- _The task_
Reproduce the data below with every instance of "keypoint" changed to "marker", keeping all other text unchanged.

- _Dataset content_
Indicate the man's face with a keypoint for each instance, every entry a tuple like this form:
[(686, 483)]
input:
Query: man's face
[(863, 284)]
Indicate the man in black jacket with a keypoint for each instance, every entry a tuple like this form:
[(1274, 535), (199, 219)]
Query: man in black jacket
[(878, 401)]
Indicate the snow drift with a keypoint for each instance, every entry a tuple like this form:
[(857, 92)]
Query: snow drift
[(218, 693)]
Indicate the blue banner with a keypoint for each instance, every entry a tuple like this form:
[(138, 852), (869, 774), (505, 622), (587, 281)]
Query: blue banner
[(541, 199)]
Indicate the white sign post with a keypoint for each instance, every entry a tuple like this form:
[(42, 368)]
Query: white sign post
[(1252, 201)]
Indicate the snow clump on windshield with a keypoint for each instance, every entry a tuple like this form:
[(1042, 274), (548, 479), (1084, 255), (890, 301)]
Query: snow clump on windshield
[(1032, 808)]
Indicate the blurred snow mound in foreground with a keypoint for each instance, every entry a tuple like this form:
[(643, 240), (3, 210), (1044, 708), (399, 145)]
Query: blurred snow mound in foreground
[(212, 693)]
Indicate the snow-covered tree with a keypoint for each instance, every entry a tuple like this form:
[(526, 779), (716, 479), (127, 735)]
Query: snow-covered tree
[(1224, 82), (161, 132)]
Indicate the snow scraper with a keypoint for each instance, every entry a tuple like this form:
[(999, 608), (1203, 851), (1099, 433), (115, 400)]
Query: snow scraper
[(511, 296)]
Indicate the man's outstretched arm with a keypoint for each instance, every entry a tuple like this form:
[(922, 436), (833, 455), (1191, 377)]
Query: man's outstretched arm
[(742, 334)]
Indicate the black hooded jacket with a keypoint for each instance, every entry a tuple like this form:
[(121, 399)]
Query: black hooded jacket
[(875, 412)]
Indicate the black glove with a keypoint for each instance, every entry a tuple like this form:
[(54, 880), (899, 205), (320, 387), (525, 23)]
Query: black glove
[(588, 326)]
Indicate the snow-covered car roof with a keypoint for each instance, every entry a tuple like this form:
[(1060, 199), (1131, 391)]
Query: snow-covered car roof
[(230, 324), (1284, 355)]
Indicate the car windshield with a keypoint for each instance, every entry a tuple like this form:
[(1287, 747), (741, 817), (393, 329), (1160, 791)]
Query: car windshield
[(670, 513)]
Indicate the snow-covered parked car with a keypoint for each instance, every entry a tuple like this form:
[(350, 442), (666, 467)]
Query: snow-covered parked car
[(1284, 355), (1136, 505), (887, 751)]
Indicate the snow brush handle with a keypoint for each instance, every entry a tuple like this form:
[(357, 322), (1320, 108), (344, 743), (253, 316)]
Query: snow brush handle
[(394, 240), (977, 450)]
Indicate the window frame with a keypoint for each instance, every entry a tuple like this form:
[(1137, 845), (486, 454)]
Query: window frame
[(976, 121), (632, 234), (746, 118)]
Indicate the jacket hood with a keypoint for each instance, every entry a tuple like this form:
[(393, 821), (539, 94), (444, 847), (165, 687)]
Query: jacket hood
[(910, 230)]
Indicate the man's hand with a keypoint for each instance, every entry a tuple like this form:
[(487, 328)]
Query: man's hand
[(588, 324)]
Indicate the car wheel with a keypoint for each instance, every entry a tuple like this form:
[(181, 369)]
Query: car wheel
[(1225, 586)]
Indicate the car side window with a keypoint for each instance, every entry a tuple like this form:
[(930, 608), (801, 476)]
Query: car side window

- _Task solution_
Indicate the man's face with a marker for each instance, every entry a tuple like this form:
[(686, 483)]
input:
Query: man's face
[(863, 284)]
Indicate the man in black jacket with a marker for each instance, every entry a tuple like this form:
[(1274, 535), (199, 219)]
Query: man in black jacket
[(878, 401)]
Indicate the snow drift with a marker for each instance, every entry a tuple like this form:
[(857, 92)]
Query: snow drift
[(218, 693)]
Indicate the blue banner with a marker for each instance, every entry a tuple like this form:
[(138, 852), (869, 774), (505, 622), (587, 281)]
Query: blue banner
[(541, 199)]
Indicate the white sign post with a marker for each instance, every entry a tuple like this form:
[(42, 368)]
Query: white sign post
[(1252, 201)]
Indicate the snow clump on windshield with a marker for each instance, every entry a tuple like this form:
[(1042, 274), (548, 479), (1084, 255), (890, 301)]
Query: snow clump on windshield
[(1032, 808)]
Indicate the blurred snow mound in foreground with a marker for each instance, every entry a tuple like this form:
[(643, 240), (3, 210), (1044, 708), (399, 145)]
Query: blurred snow mound in foreground
[(212, 693)]
Indicate the snow-covered tree with a marker for each instance, every entry a tuple like this form:
[(526, 779), (716, 479), (127, 735)]
Query: snow-covered tree
[(1224, 82), (161, 132)]
Indicate the snow scraper with a marker for each instance, every entry a tuple like this form:
[(999, 608), (1203, 851), (1099, 433), (115, 400)]
Query: snow scraper
[(511, 296)]
Indicate the man's outstretched arm with a marker for each instance, every entry a tuple like this form:
[(922, 436), (833, 455), (1191, 377)]
Query: man's outstretched arm
[(742, 334)]
Indicate the black hooded jacket with a marker for each instance, every entry a tuple like this form:
[(121, 399)]
Query: black hooded jacket
[(875, 412)]
Indicate the black glove with a marker for each instance, every entry a tuple like this form:
[(54, 880), (899, 205), (320, 387), (525, 23)]
Query: black glove
[(588, 326)]
Indicate the snow-covered car roof with a marker for each instance, every entry a tuple like this form:
[(1060, 199), (1131, 391)]
Query: snow-covered car roof
[(230, 324), (1284, 355)]
Indicate the car windshield with a marker for each instance, every entry a tuple like this form:
[(1287, 747), (741, 817), (393, 329), (1160, 791)]
Query: car windshield
[(670, 513)]
Indicate the snow-covered parked car with a marker for each instance, every entry a tuple like this form:
[(350, 442), (666, 467)]
Query: snow-covered parked car
[(1284, 355), (1136, 505), (887, 751)]
Indicate the snow brush handle with a marker for each instance, every entry a tuple like this form:
[(357, 322), (1320, 108), (344, 743), (253, 316)]
Query: snow brush handle
[(394, 240), (977, 450)]
Indicate the window frame with a marker for each instance, every entry a tuple like this form:
[(1137, 845), (486, 454)]
Query: window frame
[(976, 121), (632, 234), (746, 118)]
Indicate the jacket hood with a marker for each instance, every entry a tuple like this form:
[(393, 821), (539, 94), (444, 847), (165, 687)]
Query: jacket hood
[(910, 230)]
Indicate the man's hand with a marker for each instance, every entry a tuple like this form:
[(487, 328)]
Query: man's hand
[(588, 324)]
Indicate the car wheel with a marker for each instance, every entry a tuple like this form:
[(181, 369)]
Query: car wheel
[(1225, 586)]
Indicate the car side window with a marker for each instance, every entry a tuple like this form:
[(930, 608), (801, 476)]
Query: car side window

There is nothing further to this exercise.